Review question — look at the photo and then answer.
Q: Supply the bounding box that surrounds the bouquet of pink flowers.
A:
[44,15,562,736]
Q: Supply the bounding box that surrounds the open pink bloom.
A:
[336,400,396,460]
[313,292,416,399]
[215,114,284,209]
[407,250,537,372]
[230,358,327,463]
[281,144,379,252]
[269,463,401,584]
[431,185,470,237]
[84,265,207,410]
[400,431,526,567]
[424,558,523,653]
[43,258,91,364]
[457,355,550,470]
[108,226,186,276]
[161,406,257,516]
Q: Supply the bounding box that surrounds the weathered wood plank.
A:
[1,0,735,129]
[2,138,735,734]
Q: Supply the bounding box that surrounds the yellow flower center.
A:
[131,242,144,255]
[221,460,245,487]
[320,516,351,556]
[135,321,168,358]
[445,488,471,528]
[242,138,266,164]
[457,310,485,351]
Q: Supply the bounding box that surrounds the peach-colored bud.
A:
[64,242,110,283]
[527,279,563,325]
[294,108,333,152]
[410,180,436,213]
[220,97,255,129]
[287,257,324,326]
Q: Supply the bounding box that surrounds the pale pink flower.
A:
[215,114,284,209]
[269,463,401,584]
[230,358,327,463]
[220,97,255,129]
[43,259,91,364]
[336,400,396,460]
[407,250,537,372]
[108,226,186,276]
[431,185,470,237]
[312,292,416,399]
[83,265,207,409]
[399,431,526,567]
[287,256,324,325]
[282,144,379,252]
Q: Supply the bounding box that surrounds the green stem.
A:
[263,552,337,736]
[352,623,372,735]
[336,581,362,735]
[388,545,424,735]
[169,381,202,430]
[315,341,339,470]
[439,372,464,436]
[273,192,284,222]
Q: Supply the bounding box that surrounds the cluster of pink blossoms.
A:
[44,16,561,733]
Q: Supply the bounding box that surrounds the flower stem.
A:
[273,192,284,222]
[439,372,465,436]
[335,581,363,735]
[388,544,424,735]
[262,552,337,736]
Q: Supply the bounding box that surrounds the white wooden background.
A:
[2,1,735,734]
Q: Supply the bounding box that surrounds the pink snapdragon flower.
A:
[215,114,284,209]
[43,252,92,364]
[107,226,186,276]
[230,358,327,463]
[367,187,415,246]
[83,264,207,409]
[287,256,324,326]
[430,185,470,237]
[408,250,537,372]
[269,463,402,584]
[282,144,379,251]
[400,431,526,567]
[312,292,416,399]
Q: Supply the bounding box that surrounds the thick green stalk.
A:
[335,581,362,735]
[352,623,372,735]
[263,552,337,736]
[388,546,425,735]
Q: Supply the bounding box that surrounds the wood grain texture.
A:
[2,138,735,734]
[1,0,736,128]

---

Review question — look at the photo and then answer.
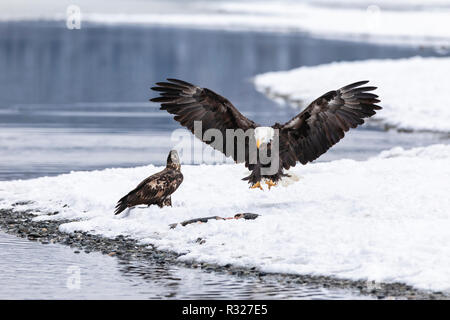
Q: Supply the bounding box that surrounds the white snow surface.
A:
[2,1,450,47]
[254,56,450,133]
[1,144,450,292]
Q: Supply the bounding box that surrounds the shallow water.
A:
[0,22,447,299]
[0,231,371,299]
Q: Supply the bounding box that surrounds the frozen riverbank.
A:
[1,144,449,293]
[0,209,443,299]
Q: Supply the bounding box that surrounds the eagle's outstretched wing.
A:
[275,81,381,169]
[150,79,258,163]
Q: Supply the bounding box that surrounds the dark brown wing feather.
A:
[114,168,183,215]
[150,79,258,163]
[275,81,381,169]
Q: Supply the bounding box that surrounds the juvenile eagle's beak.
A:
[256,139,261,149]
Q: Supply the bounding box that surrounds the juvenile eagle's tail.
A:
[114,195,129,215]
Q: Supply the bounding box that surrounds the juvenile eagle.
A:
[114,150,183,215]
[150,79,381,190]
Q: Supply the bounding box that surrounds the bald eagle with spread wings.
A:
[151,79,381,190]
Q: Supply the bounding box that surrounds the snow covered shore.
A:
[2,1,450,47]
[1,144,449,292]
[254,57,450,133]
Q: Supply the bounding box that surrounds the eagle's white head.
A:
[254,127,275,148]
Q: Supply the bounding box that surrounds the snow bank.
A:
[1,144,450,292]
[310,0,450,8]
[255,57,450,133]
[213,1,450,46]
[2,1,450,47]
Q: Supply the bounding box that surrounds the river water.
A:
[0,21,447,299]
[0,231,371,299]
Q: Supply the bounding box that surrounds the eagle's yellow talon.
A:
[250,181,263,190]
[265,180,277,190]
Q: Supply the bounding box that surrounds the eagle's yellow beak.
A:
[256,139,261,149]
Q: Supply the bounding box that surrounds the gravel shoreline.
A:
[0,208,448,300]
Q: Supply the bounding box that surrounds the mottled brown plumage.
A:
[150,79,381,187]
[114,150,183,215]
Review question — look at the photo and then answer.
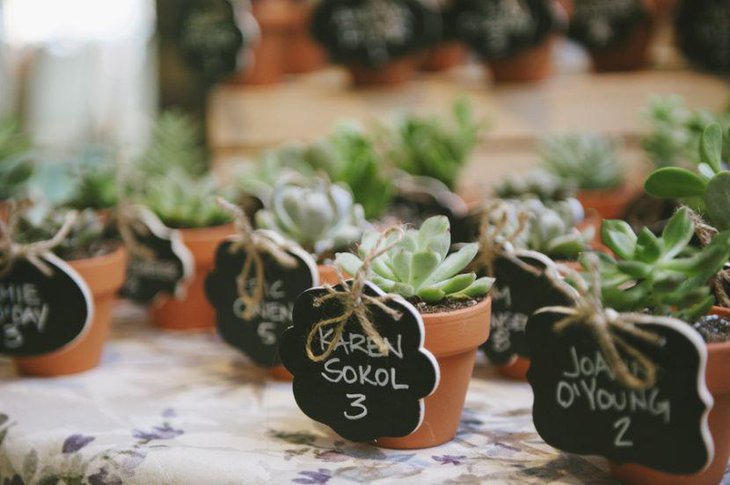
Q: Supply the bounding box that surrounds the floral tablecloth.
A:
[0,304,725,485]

● **Requirement**
Take each line from the preceding material that contains "white" and copy it.

● **Solution to the problem**
Q: Supply the bounding box that surrounds the white wooden background.
Q: Supply the bounding box that surrounds the white snow surface.
Q: Supply the bounding box that surrounds the eagle's white head.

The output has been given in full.